[REQUIRED TASK]
Output the records below, from the line containing "the form [228,0]." through the end of the records, as a two-column CSV with the columns "request" and "answer". Give one row per request, with its text and its answer each in a single quoted field and line breaks replaced by spaces.

Pointing dataset records
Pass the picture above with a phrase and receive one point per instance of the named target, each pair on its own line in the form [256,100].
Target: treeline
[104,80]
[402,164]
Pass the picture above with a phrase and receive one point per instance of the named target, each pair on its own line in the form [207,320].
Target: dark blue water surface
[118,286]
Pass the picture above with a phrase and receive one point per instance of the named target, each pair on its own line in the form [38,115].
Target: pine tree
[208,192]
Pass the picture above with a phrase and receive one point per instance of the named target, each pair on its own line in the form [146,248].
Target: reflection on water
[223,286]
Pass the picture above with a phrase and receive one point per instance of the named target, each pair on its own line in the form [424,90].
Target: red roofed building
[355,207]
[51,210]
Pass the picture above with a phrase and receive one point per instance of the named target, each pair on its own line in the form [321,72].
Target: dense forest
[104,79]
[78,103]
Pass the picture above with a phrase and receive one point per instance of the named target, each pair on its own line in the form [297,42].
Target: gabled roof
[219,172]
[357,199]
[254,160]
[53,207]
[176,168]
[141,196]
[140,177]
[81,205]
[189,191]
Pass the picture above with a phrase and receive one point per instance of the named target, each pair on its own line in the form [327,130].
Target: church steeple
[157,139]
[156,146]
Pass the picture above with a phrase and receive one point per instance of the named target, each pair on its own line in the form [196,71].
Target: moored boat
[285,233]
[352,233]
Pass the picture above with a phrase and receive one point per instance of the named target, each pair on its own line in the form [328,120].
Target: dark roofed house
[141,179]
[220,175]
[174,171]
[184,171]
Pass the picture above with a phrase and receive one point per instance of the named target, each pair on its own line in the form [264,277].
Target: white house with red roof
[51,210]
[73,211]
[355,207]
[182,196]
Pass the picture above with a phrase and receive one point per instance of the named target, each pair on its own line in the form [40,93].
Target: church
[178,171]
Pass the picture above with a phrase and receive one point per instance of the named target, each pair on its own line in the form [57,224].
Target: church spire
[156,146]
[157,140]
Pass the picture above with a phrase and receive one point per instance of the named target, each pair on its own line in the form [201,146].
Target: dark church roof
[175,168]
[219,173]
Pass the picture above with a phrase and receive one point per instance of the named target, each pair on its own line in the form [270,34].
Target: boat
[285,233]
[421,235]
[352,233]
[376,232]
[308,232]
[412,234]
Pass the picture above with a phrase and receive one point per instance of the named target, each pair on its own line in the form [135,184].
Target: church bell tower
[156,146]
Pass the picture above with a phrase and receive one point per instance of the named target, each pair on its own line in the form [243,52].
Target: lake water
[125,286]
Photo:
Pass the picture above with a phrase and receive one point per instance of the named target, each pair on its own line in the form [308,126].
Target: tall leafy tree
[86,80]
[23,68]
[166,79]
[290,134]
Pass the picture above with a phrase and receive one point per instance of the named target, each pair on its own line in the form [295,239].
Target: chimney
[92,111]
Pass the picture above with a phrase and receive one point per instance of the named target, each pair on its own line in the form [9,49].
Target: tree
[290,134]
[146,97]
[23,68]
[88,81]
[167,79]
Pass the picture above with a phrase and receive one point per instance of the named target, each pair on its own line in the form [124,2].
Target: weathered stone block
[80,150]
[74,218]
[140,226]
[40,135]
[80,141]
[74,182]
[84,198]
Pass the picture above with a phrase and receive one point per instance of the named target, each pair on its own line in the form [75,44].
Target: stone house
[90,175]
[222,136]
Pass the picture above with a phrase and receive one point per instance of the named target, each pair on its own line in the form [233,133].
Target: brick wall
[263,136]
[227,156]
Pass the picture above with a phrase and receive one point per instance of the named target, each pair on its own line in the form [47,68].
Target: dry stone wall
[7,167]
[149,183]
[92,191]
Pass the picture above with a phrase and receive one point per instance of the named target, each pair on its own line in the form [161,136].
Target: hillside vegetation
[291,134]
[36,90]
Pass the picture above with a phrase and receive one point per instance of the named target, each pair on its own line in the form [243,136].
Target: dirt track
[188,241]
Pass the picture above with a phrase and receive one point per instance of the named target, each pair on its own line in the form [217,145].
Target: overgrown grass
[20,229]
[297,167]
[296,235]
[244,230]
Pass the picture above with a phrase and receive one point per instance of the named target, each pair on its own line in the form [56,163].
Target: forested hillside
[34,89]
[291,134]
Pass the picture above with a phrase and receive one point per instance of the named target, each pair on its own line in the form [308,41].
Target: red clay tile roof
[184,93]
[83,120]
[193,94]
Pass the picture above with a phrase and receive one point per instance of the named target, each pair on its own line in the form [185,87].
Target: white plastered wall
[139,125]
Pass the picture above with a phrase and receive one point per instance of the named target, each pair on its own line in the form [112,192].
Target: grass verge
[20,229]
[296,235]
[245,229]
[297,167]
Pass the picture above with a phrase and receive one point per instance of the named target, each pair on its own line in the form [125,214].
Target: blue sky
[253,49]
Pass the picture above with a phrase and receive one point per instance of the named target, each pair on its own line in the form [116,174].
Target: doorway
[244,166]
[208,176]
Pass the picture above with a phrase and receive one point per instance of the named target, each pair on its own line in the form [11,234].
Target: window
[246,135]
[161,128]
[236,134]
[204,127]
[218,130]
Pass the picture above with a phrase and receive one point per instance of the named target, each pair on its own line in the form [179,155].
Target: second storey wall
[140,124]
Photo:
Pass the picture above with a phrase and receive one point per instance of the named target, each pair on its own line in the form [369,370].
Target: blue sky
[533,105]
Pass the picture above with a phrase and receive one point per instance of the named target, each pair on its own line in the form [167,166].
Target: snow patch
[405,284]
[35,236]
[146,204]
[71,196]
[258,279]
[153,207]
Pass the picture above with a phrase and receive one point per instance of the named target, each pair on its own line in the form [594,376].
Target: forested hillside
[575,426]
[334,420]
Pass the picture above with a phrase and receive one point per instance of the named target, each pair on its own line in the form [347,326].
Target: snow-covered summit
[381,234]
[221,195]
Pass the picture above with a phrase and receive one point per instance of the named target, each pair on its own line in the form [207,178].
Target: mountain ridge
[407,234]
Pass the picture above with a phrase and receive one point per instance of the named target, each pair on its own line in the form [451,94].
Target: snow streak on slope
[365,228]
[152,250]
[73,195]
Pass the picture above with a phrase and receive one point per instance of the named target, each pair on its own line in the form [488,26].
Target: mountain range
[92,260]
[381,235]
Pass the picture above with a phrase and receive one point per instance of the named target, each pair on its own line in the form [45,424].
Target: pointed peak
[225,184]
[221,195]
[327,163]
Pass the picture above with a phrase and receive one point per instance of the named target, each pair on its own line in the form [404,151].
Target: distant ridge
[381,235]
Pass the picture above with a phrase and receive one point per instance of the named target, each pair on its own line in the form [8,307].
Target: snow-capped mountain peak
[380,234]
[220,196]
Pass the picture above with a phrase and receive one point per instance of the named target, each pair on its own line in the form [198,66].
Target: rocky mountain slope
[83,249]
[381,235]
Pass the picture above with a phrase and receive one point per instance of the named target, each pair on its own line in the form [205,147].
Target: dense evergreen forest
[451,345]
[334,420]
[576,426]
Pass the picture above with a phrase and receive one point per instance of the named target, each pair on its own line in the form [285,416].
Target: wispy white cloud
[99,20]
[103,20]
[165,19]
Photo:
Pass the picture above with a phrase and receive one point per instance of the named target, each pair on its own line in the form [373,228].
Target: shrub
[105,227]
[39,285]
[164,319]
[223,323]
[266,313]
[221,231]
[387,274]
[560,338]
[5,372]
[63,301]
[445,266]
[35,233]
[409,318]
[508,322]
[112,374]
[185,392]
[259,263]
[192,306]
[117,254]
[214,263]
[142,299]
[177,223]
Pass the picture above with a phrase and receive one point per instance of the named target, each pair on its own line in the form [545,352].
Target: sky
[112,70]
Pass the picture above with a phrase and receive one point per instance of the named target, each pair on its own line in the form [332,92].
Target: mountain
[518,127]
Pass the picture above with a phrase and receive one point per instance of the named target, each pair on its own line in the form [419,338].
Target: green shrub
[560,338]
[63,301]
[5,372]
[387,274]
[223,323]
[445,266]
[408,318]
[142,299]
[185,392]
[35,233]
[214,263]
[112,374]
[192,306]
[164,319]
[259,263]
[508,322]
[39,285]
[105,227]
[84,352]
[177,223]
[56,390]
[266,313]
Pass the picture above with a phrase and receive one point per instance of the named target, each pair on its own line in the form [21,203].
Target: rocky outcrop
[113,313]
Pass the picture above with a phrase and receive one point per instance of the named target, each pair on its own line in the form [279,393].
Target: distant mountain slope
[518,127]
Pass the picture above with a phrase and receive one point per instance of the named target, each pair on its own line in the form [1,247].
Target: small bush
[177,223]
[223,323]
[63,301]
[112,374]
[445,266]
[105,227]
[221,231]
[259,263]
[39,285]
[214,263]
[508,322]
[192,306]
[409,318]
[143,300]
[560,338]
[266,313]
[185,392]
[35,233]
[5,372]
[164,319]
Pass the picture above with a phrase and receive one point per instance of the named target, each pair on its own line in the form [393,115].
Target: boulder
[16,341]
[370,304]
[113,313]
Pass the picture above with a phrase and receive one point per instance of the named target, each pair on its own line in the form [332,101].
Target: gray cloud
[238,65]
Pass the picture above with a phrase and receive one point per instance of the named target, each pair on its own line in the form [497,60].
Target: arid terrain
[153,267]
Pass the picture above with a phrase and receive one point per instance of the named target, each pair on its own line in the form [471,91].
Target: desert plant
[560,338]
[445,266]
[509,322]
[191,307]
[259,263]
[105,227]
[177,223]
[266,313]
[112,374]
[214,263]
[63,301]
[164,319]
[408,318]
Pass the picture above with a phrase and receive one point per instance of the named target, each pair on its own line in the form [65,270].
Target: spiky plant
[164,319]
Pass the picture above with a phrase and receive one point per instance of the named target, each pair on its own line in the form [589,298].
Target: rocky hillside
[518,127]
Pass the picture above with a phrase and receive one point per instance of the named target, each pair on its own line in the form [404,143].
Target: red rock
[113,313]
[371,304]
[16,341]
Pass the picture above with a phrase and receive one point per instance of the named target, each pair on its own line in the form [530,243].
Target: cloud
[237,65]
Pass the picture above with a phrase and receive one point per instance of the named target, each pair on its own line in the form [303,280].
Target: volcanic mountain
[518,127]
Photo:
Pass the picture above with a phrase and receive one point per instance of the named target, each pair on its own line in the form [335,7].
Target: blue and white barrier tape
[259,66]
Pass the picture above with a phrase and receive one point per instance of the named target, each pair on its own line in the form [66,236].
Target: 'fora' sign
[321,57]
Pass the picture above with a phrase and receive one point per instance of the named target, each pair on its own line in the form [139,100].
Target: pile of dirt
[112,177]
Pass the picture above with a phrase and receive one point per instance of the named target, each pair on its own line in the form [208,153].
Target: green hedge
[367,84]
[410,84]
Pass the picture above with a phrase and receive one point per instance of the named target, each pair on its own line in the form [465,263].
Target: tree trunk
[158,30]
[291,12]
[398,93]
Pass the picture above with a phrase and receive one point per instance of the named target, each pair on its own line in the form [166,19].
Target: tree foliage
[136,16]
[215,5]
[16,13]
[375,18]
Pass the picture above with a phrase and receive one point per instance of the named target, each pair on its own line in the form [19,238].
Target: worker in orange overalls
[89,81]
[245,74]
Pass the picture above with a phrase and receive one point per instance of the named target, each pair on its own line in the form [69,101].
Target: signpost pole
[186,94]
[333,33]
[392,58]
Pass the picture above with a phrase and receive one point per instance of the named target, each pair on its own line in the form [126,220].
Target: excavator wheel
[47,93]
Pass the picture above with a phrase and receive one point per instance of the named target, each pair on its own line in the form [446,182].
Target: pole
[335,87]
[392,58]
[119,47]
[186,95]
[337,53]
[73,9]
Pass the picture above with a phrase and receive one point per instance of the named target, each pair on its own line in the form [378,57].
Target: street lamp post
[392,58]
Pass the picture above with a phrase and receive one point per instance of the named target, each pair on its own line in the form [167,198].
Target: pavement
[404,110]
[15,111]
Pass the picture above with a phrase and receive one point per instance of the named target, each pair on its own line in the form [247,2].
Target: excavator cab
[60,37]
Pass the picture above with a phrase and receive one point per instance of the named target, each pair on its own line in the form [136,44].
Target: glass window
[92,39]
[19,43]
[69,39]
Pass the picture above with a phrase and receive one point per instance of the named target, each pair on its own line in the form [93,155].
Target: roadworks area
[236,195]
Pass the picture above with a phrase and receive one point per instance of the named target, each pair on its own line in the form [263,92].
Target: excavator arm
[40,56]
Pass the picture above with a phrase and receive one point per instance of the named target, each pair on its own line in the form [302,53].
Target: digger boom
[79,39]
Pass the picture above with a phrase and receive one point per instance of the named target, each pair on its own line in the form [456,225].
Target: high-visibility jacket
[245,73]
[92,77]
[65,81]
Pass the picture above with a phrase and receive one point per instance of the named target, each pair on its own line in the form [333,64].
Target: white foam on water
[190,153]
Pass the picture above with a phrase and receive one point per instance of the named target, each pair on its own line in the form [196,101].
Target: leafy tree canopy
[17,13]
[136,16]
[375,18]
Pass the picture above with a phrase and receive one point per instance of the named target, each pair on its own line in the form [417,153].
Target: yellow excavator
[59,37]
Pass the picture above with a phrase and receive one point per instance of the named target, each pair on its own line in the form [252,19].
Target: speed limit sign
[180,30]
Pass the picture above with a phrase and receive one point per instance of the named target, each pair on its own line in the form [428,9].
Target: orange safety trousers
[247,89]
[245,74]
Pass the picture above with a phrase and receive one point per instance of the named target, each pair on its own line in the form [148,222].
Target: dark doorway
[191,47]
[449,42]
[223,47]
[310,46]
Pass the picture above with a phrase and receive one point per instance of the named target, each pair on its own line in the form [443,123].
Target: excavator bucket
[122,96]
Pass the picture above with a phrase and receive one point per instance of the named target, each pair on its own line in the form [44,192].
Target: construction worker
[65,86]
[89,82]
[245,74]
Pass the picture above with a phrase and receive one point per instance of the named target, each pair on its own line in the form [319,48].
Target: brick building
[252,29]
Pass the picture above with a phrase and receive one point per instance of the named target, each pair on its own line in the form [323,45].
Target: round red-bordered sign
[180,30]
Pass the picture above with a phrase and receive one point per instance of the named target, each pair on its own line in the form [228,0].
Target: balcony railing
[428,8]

[EXPECTED OUTPUT]
request,answer
"Pass the picture above with a phrase and receive one point per instance of the named target, each pair on its own line in the form [228,0]. Target: balcony railing","[428,8]"